[start of Material for this exercise]

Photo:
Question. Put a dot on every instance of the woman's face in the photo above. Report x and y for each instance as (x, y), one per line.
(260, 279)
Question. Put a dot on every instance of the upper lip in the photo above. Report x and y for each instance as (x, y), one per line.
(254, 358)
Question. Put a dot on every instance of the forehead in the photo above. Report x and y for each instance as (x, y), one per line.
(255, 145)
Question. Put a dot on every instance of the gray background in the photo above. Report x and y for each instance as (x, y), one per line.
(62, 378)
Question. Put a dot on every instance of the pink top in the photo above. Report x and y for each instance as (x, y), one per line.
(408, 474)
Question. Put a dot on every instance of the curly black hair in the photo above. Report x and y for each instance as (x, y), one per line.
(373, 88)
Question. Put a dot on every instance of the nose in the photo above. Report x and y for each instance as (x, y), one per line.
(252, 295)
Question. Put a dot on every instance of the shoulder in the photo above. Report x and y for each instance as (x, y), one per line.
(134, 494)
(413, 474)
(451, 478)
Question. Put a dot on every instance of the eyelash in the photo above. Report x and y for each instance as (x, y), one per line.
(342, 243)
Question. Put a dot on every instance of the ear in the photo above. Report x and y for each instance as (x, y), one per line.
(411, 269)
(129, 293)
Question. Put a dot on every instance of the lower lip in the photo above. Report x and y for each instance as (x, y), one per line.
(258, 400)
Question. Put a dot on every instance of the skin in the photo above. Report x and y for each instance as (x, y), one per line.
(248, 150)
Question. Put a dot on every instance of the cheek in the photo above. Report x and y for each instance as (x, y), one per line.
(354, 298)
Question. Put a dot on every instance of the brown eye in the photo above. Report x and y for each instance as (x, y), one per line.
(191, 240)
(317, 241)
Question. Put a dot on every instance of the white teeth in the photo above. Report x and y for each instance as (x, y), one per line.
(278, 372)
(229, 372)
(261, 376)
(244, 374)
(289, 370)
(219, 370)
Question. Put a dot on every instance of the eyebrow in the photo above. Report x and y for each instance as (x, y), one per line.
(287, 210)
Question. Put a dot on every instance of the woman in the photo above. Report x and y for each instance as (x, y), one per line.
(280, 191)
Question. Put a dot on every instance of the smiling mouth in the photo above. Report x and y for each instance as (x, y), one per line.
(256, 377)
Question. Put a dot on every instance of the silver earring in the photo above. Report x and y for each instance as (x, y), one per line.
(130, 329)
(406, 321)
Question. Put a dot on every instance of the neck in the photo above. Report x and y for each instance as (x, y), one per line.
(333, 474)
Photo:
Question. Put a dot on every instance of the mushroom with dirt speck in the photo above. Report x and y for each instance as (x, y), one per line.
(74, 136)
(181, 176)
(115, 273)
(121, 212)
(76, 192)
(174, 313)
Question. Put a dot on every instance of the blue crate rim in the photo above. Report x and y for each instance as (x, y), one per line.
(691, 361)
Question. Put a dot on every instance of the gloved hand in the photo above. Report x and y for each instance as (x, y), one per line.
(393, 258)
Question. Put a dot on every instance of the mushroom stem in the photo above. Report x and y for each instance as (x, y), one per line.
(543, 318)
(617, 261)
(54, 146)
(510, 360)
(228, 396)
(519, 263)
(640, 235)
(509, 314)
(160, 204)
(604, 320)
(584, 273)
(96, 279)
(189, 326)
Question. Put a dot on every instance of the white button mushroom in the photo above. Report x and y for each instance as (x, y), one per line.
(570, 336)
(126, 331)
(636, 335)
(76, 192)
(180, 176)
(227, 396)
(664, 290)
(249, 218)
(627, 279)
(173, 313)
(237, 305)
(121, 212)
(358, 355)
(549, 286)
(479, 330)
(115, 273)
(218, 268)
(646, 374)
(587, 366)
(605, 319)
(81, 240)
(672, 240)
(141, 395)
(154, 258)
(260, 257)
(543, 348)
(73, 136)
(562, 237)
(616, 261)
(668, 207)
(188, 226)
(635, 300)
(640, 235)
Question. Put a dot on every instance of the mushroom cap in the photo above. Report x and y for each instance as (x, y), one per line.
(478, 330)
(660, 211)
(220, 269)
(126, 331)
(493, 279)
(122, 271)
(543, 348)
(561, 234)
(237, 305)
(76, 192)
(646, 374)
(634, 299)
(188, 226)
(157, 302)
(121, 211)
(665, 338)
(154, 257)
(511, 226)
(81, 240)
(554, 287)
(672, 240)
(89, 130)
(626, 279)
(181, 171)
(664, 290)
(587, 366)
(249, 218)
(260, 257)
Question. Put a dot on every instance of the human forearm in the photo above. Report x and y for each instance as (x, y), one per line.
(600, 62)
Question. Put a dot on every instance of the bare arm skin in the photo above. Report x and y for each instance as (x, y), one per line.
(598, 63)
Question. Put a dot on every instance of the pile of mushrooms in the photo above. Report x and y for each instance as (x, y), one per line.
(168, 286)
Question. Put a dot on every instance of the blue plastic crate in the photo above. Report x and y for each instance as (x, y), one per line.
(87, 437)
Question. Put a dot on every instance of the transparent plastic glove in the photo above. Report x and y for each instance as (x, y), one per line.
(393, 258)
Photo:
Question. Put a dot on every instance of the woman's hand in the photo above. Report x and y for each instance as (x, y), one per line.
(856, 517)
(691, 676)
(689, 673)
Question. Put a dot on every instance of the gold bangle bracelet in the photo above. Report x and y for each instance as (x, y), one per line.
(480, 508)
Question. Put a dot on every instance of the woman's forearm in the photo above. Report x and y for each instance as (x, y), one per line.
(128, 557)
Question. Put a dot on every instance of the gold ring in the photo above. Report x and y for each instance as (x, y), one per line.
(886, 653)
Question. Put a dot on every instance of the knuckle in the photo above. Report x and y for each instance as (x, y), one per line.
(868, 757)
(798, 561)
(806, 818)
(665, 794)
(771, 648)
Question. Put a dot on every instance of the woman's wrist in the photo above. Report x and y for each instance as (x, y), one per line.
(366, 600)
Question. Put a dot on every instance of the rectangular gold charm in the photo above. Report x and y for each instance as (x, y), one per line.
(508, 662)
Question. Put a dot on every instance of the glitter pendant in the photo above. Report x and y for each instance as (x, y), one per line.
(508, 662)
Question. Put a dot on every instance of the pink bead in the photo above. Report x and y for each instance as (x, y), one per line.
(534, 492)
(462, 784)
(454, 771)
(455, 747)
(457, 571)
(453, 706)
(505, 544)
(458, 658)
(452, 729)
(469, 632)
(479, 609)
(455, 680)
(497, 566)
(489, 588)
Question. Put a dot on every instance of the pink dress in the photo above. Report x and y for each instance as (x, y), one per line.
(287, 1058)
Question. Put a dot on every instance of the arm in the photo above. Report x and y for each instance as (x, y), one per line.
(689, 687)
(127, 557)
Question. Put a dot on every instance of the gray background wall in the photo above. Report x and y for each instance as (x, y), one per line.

[end of Material for this exercise]

Reproduce every one of the rows above word for word, with no changes.

Photo:
Question. Put a dot on every instance of the woman's face in the photo above. Report x and y for each instance as (x, y), one per line.
(260, 279)
Question. Put a dot on every instance of the upper lip in the photo above. Report x and y for each instance as (x, y), one per line.
(254, 358)
Question. Put a dot on every instance of the forehead in the photo above. Report x and y for each instance as (x, y), one per line.
(255, 145)
Question. Put a dot on every instance of the gray background in the photo above. Report x and y for each instance as (x, y), one per line.
(62, 378)
Question. Put a dot on every instance of the pink top in the photo above. Report x and y for each instance as (x, y), one per line.
(408, 474)
Question. Put a dot on every instance of the curly black hair in the photo above. Report x and y for each instance as (x, y), one per line.
(373, 88)
Question. Put a dot on every instance of the nose in the photo above. Report x and y for each instance as (x, y), one per line.
(252, 295)
Question. Put a dot on every instance of the shoulder in the photo above. Report x and y for each instance as (x, y), one per line.
(134, 494)
(413, 474)
(451, 478)
Question. Put a dot on every instance of the eyelash in the photo above. Report x and y for each instance as (x, y), one per line.
(342, 243)
Question. Put a dot on every instance of the ear in the photo above. Report x and y for each instance as (x, y), one per line.
(411, 269)
(129, 293)
Question. Put a dot on every instance of the lower lip in the photo above. Report x and y for each instance as (x, y), one per line.
(258, 400)
Question. Put a dot on every instance of the skin in the photo above. Report x and y for each instance as (x, y), one per line.
(248, 150)
Question. Put a dot on every instance of the cheek in the photo above. Report x and y for each instance as (x, y), one per line.
(354, 298)
Question. Put a dot on every instance of the brown eye in the photo above. Report x and y for each instance as (x, y), one per line.
(191, 240)
(317, 241)
Question. Put a dot on every instance of the white teeth in the photo above. Report x and y for each instance as (x, y), one per line.
(278, 372)
(229, 372)
(261, 376)
(244, 374)
(289, 370)
(219, 370)
Question. Put a dot on every instance of the eyebrow in the photo above. Report x and y for each instance as (x, y), one per line.
(287, 210)
Question. Put a dot on every instance of the woman in the photo above. Report x and y for each instance as (x, y), one per line.
(280, 191)
Question. Put a dot on every instance of the smiling mouth in the photo above. Report x and y for each instance as (x, y), one per line.
(256, 377)
Question. Put a dot on every instance of the silver earring in the photo above. Report x and y for each instance as (x, y), one per line.
(130, 329)
(406, 321)
Question. Put a dot on every instance of the neck in the photo above. Report x and y for each instance as (x, y), one per line.
(333, 474)
Photo:
Question. Put a dot on every instance of the mushroom with dirt speck in the photo above. Report x and y for each instance as (x, y), one per line.
(74, 136)
(181, 176)
(115, 273)
(121, 212)
(76, 192)
(174, 313)
Question. Put a dot on every instance of the blue crate rim in the photo above. Report x and y for each instance as (x, y), one per line.
(691, 361)
Question. Put a dot on every instance of the gloved hand in the photo above. Report x and y for each instance as (x, y), one per line.
(393, 258)
Question. Put a dot on every instance of the mushroom stem in the photo above. Report x and y for each instance as (x, y), one per line.
(543, 318)
(617, 261)
(54, 146)
(510, 360)
(228, 396)
(519, 263)
(640, 235)
(509, 314)
(160, 204)
(604, 320)
(584, 273)
(96, 279)
(189, 326)
Question. Put a dot on every instance of the white button mushroom in the photo above. Report x and y for each instance as (x, y), one per line.
(570, 336)
(126, 331)
(636, 335)
(76, 192)
(180, 176)
(227, 396)
(664, 290)
(249, 218)
(627, 279)
(173, 313)
(237, 305)
(121, 212)
(358, 355)
(549, 286)
(479, 330)
(115, 273)
(218, 268)
(646, 374)
(587, 366)
(605, 319)
(81, 240)
(672, 240)
(141, 395)
(154, 258)
(260, 257)
(543, 348)
(73, 136)
(562, 237)
(616, 261)
(668, 207)
(188, 226)
(635, 300)
(640, 235)
Question. Put a dot on every instance of the mushroom cap in the photo above. Report x and y for each instance as (x, y), one per line.
(478, 330)
(660, 211)
(220, 269)
(126, 331)
(493, 279)
(122, 271)
(543, 348)
(561, 234)
(237, 305)
(76, 192)
(646, 374)
(634, 299)
(188, 226)
(157, 302)
(121, 211)
(665, 338)
(154, 257)
(511, 226)
(81, 240)
(554, 287)
(672, 240)
(89, 130)
(626, 279)
(181, 171)
(664, 290)
(587, 366)
(249, 218)
(260, 257)
Question. Put a dot on every instance of the human forearm in the photo above. Report x and y for each instance as (x, y), one per line.
(600, 62)
Question. Put a dot on every instance of the bare arm skin in the photo above. Report x and y for each instance as (x, y), one per line.
(598, 63)
Question. Put a dot on every instance of the pile of mushrooms in the photo above. Report x and y for each instance as (x, y), one per line.
(168, 286)
Question. Put a dot on every instance of the blue plastic crate in the photo above. Report x and y for each instance as (x, y), one per line.
(87, 437)
Question. Put a dot on every instance of the transparent plastic glove in the photo above. Report x and y for each instance as (x, y), one per line.
(393, 258)
Photo:
Question. Put a dot on every instance of the woman's hand in the photo above. Report x and y for each instance as (x, y), one per line.
(856, 517)
(691, 676)
(689, 673)
Question. Put a dot on every instance of the gold bangle bracelet in the photo above. Report x and y for each instance as (x, y), one per line.
(480, 508)
Question. Put a dot on every instance of the woman's forearm in the photo above. Report x and y for each instance as (x, y), one per line.
(128, 557)
Question. Put a dot on every instance of the gold ring in the photo above. Report x and y for each instance as (x, y), one per line.
(886, 653)
Question. Put a dot on every instance of the knuckle in the photo above. Report x and y for each instance as (x, y), one per line.
(868, 757)
(798, 561)
(806, 818)
(665, 794)
(771, 648)
Question. Put a dot on every instance of the woman's wrist in the photo above. Report x and y for each instance as (x, y), one per line.
(366, 600)
Question. Put a dot on every instance of the rectangular gold charm in the photo above. Report x and y for each instance as (x, y), one per line.
(508, 662)
Question. Put a dot on every instance of the glitter pendant in the photo above. Report x and y for each instance as (x, y), one per line.
(508, 662)
Question. Put a dot on every instance of the pink bead in the photo above. Report x and y for each instance as (x, y), one per line.
(534, 492)
(462, 784)
(454, 771)
(455, 747)
(457, 571)
(453, 706)
(505, 544)
(458, 658)
(452, 729)
(469, 632)
(479, 609)
(455, 680)
(497, 566)
(489, 588)
Question. Put a dot on every instance of the pink dress in the photo above. Report x and y for each instance as (x, y), one per line.
(287, 1058)
Question. Put a dot on every instance of the arm in the photo above. Report x and y for each instance as (x, y), one per line.
(689, 687)
(127, 557)
Question. Put a dot on every instance of the gray background wall in the photo above. Report x and y for each instance as (x, y), one per line.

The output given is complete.